--- Given records ---

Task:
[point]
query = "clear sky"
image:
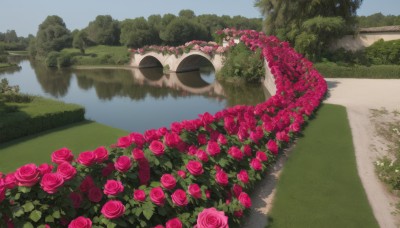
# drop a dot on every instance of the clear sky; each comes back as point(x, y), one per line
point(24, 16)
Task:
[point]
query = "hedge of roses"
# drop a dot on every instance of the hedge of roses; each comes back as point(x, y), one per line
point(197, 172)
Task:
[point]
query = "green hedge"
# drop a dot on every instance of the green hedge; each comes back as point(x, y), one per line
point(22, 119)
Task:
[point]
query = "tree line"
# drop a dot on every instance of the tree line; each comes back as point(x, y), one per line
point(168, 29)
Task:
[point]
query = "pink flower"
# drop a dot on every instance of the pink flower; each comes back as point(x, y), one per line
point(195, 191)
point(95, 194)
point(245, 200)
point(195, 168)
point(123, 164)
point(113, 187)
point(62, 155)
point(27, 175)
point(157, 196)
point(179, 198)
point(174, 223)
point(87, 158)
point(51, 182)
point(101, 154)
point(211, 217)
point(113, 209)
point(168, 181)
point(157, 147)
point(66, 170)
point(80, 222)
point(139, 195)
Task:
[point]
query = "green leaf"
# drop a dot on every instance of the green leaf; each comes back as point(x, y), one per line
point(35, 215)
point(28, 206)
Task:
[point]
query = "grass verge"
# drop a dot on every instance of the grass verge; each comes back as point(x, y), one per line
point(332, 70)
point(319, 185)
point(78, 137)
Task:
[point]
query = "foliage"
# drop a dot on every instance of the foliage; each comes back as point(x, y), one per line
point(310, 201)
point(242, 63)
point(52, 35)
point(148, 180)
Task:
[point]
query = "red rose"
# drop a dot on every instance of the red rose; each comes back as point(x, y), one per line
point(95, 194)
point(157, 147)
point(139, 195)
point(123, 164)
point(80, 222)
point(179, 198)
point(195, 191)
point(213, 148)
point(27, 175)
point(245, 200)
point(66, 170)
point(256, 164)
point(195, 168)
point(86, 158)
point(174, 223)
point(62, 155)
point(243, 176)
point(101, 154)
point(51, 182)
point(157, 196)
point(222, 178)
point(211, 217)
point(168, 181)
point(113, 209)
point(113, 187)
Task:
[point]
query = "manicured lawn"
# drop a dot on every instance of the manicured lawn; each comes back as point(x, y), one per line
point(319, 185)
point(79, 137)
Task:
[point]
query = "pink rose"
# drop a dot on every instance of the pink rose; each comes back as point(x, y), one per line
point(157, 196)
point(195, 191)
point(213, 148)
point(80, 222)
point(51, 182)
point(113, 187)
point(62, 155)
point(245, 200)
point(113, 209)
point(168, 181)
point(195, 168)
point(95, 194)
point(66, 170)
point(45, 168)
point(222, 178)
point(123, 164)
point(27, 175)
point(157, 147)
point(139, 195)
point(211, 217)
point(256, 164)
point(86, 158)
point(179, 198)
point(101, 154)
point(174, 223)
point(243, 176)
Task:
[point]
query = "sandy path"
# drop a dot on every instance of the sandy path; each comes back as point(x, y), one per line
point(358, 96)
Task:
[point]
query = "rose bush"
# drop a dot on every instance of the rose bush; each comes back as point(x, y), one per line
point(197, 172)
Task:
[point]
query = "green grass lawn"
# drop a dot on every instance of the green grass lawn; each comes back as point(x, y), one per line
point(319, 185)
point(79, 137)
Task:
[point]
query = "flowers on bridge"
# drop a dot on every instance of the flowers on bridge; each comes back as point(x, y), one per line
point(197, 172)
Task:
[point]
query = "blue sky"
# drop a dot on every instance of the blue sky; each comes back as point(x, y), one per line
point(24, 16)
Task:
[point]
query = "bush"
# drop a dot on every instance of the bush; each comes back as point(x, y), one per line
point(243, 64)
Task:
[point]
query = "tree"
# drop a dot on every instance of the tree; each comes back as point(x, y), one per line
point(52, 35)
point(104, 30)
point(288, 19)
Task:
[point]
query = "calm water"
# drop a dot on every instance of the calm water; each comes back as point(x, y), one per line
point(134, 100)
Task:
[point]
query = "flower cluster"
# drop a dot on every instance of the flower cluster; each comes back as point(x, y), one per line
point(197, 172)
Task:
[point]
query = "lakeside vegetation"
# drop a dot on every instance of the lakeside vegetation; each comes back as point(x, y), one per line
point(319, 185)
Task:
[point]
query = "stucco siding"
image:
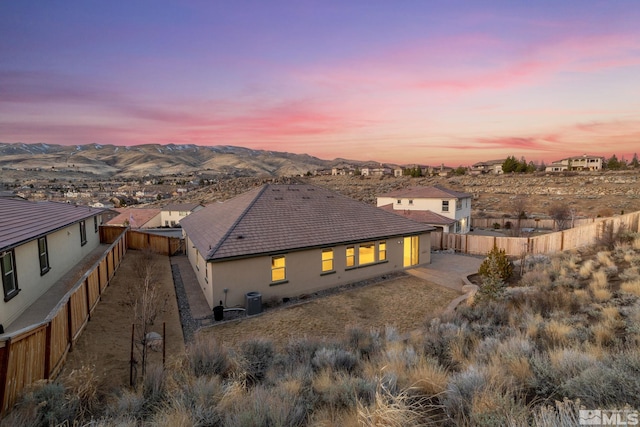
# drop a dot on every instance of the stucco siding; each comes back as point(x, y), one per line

---
--- Given records ---

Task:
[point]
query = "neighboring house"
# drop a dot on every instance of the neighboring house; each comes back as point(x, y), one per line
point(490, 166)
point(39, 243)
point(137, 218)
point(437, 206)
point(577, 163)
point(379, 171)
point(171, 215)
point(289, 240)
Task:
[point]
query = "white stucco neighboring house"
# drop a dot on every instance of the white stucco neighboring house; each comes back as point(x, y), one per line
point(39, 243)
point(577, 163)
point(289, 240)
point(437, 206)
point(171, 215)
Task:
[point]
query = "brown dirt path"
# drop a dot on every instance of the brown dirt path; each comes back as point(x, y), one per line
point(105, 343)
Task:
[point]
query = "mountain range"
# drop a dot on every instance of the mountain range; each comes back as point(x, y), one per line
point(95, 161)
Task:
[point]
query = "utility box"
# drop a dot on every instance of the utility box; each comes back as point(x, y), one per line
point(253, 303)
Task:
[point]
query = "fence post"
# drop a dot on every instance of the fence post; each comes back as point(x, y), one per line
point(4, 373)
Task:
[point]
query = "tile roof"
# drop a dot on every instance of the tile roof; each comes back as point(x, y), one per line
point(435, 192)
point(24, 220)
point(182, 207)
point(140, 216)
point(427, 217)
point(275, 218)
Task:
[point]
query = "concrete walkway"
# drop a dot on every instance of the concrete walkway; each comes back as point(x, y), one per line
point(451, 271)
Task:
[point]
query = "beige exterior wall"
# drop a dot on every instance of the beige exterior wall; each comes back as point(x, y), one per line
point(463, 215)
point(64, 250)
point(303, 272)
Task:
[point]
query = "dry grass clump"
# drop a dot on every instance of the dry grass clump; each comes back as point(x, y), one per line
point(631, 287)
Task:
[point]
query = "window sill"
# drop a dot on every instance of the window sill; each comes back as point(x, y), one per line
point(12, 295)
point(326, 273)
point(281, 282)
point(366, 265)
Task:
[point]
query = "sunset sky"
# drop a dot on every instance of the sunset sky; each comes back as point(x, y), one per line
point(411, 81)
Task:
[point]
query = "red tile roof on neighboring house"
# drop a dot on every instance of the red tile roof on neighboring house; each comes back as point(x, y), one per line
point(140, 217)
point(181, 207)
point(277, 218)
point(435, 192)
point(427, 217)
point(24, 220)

---
--- Given records ---

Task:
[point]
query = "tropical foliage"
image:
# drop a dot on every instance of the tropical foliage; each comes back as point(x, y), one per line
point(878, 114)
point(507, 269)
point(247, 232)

---

◆ Work request ◆
Reply with one number: the count of lines in the entries that include the word "siding".

◆ Result of the task ◆
2